* AIM OF THE TASK *
Reproduce the data from the line containing "Note to the class: we label each instance of the dense" through the line containing "pixel 307 10", replacing "wheat" with "barley" and changing nothing else. Omit the pictures.

* RECORDS TO PROCESS *

[Start]

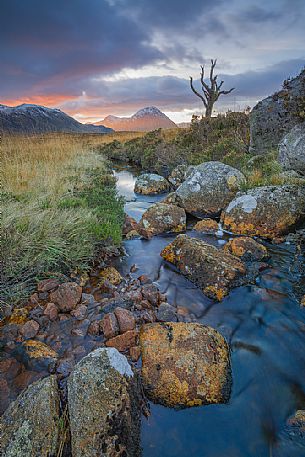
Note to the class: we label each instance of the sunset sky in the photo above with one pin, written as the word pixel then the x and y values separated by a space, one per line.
pixel 92 58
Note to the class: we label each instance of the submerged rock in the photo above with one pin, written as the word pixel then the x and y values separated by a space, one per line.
pixel 213 270
pixel 103 409
pixel 292 150
pixel 30 425
pixel 270 211
pixel 162 218
pixel 150 183
pixel 246 248
pixel 184 364
pixel 209 188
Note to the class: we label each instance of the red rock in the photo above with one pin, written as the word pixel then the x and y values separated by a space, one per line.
pixel 47 284
pixel 94 328
pixel 30 329
pixel 67 296
pixel 51 311
pixel 109 325
pixel 79 312
pixel 135 353
pixel 124 341
pixel 125 319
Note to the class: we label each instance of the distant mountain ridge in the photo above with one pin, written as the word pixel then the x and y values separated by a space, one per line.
pixel 28 118
pixel 146 119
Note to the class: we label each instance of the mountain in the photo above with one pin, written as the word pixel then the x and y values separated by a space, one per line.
pixel 146 119
pixel 39 119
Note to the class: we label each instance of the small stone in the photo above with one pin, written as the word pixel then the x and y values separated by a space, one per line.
pixel 112 275
pixel 206 226
pixel 94 328
pixel 135 353
pixel 67 296
pixel 109 325
pixel 166 313
pixel 29 329
pixel 51 311
pixel 123 342
pixel 47 284
pixel 125 319
pixel 79 312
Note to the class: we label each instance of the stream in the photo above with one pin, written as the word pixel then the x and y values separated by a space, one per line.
pixel 264 325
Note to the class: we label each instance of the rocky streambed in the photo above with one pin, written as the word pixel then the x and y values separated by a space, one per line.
pixel 213 321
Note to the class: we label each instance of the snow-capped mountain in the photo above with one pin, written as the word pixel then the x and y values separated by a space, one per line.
pixel 146 119
pixel 28 118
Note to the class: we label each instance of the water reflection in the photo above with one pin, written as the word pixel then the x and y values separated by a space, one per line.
pixel 266 330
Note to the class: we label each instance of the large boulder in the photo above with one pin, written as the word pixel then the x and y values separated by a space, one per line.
pixel 150 183
pixel 292 150
pixel 30 425
pixel 184 364
pixel 161 218
pixel 209 188
pixel 269 211
pixel 104 415
pixel 213 270
pixel 276 115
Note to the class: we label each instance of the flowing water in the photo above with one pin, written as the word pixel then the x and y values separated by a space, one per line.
pixel 265 328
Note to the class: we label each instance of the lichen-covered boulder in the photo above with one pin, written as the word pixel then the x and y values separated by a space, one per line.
pixel 269 211
pixel 161 218
pixel 246 248
pixel 206 226
pixel 184 364
pixel 150 183
pixel 276 115
pixel 292 150
pixel 214 271
pixel 103 410
pixel 209 188
pixel 30 425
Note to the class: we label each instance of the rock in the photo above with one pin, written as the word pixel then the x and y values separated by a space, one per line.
pixel 109 325
pixel 103 409
pixel 292 150
pixel 214 271
pixel 246 248
pixel 51 311
pixel 177 176
pixel 276 115
pixel 166 313
pixel 162 218
pixel 270 211
pixel 209 189
pixel 149 183
pixel 129 224
pixel 30 425
pixel 123 342
pixel 47 284
pixel 135 353
pixel 184 364
pixel 67 296
pixel 125 319
pixel 38 354
pixel 112 275
pixel 29 329
pixel 206 226
pixel 80 312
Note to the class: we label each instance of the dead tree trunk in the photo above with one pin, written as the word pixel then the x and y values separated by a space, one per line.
pixel 212 92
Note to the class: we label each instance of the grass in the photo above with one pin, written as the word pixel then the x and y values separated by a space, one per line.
pixel 59 207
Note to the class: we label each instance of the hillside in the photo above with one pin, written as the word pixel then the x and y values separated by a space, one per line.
pixel 146 119
pixel 27 119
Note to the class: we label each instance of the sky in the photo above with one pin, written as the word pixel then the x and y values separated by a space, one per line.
pixel 92 58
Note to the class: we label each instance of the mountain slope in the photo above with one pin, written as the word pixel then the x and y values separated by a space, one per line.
pixel 39 119
pixel 146 119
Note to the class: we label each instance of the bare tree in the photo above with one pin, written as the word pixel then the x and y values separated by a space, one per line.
pixel 212 92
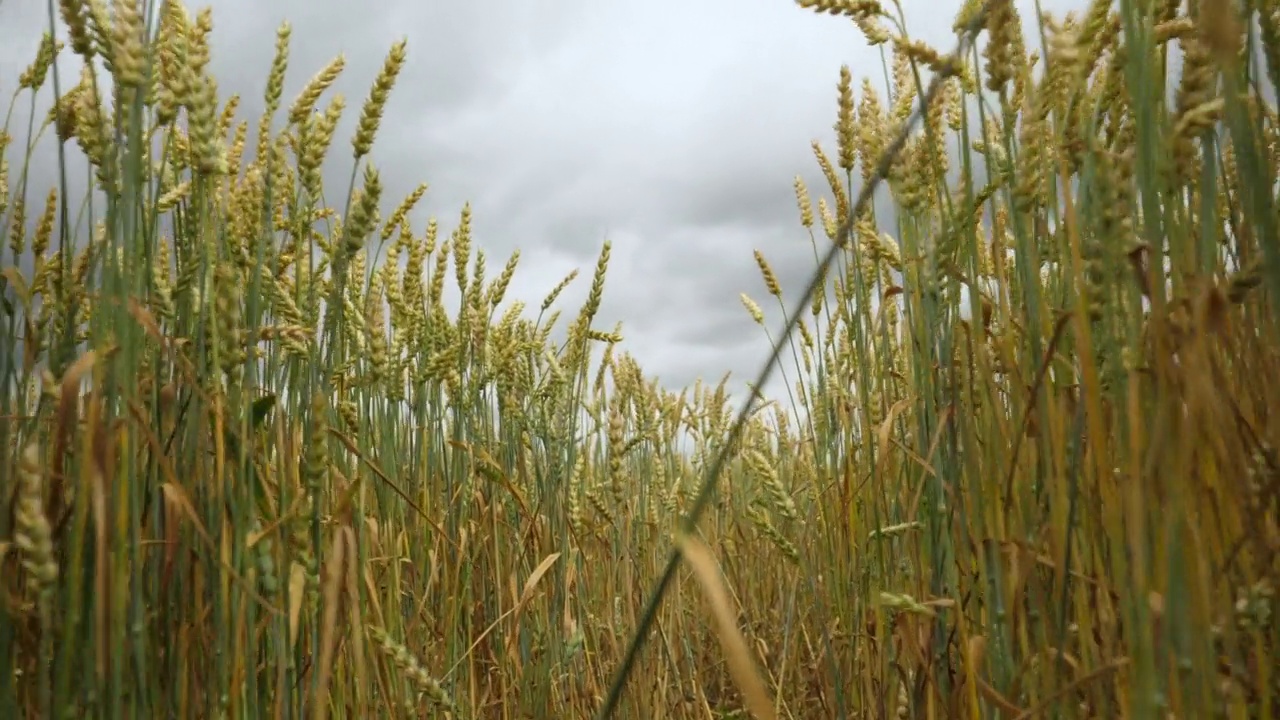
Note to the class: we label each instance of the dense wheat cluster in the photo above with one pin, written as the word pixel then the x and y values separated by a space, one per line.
pixel 252 464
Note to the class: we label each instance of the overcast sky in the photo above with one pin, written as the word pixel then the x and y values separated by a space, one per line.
pixel 672 128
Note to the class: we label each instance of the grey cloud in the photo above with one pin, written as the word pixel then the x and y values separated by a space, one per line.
pixel 671 128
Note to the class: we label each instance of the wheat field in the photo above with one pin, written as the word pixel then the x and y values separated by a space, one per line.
pixel 254 466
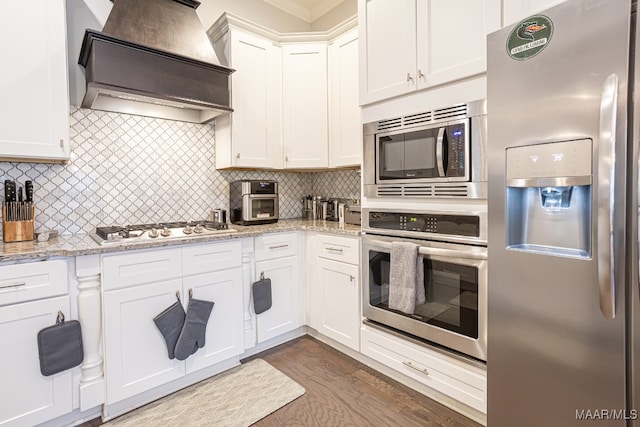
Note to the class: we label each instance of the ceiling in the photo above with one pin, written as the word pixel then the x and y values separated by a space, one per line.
pixel 307 10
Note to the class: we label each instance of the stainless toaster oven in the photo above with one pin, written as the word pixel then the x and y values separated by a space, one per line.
pixel 253 202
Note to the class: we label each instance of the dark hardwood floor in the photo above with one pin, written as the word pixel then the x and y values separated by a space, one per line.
pixel 340 391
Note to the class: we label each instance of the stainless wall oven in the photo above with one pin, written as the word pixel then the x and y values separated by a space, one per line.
pixel 437 153
pixel 454 255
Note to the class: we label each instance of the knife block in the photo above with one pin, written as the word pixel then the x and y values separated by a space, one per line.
pixel 17 231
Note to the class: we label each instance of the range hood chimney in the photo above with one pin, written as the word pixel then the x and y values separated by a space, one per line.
pixel 155 59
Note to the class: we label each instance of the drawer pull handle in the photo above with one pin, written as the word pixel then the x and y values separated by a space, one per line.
pixel 279 246
pixel 421 370
pixel 13 285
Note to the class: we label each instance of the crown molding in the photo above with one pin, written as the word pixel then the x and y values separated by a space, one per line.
pixel 309 15
pixel 228 20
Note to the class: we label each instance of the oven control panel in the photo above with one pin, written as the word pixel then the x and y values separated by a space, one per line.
pixel 455 225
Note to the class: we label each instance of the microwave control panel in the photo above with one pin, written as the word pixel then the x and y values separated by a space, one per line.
pixel 454 225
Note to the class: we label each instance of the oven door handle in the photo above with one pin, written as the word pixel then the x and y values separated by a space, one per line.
pixel 429 251
pixel 440 151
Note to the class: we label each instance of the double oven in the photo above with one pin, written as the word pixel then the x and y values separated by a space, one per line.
pixel 452 248
pixel 414 161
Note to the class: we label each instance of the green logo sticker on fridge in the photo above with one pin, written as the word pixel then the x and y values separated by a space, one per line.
pixel 529 37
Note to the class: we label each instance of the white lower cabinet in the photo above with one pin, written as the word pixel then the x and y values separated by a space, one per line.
pixel 450 376
pixel 224 337
pixel 136 357
pixel 276 258
pixel 340 301
pixel 28 397
pixel 334 297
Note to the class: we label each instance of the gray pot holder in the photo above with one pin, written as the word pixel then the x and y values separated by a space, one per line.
pixel 193 333
pixel 170 323
pixel 60 346
pixel 261 294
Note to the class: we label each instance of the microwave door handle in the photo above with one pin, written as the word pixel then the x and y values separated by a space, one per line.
pixel 606 191
pixel 440 151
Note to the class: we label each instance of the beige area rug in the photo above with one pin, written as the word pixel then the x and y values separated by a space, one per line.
pixel 238 397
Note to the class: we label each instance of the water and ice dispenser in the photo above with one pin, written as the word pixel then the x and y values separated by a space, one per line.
pixel 549 198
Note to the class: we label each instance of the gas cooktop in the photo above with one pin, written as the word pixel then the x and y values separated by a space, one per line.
pixel 159 231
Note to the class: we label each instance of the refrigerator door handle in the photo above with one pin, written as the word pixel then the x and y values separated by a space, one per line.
pixel 439 150
pixel 606 185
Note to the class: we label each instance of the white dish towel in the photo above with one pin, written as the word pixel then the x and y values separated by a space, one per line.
pixel 406 277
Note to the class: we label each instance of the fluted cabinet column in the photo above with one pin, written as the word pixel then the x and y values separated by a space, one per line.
pixel 248 275
pixel 92 387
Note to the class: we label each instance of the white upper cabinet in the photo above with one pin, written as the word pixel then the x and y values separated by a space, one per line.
pixel 410 45
pixel 387 48
pixel 515 10
pixel 452 41
pixel 252 135
pixel 34 106
pixel 345 136
pixel 304 106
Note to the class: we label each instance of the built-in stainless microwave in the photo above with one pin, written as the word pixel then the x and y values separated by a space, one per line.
pixel 438 153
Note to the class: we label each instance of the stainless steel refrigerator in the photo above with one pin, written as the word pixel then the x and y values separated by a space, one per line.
pixel 563 312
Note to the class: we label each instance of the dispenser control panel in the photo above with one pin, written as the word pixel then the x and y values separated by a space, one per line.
pixel 550 160
pixel 454 225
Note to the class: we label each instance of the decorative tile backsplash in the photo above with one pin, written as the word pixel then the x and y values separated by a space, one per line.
pixel 344 184
pixel 127 169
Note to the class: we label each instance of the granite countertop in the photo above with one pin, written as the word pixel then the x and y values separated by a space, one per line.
pixel 83 244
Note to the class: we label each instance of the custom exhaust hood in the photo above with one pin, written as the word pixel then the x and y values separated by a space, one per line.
pixel 154 58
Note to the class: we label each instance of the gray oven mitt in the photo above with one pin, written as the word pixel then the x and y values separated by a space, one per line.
pixel 170 323
pixel 195 327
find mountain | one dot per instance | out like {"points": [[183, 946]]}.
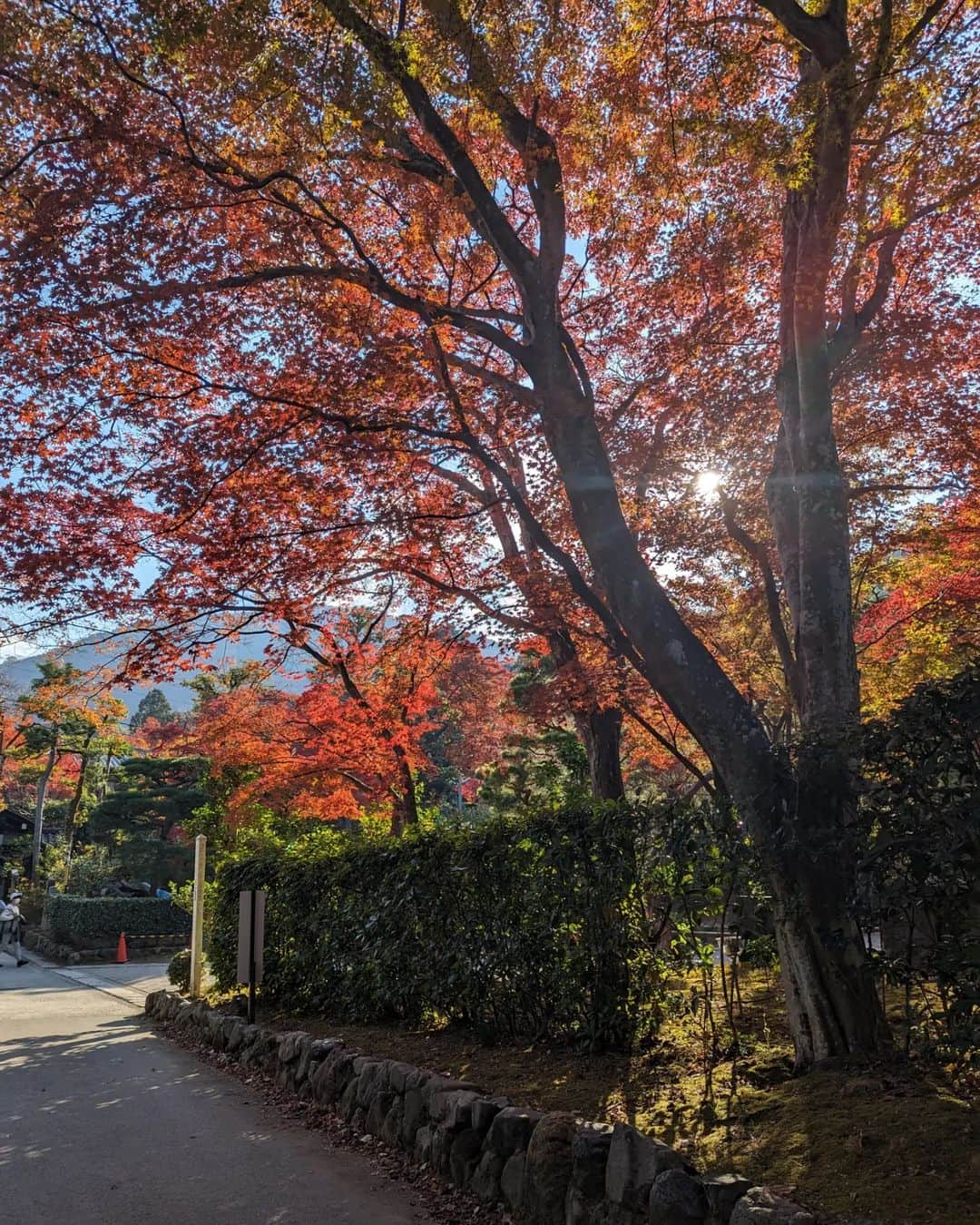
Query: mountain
{"points": [[93, 653]]}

[End]

* TASK OUTPUT *
Note to the class: we label each instance of the dense barley cluster in the photo above with one pin, written as the word pixel then the x and y values separated by a space, one per line.
pixel 252 464
Note to the class: we label each instance of the overcast sky in the photo above with one pin, written as the word pixel then the x and y values separated by a space, one per line.
pixel 672 128
Note to the class: we label each instance of the grey cloud in the photo above with one pin, written as the word pixel then the x and y values separated by a space, one per line.
pixel 671 128
Note to the class: we label each instance of the barley field in the photo above with one pin, written as the word pixel then the x and y values separated by a space, one per line.
pixel 254 466
Note to the class: we label each instance of the ceiling in the photo above with one pin, written as the word pixel then the x and y values separated by a space, one per line.
pixel 307 10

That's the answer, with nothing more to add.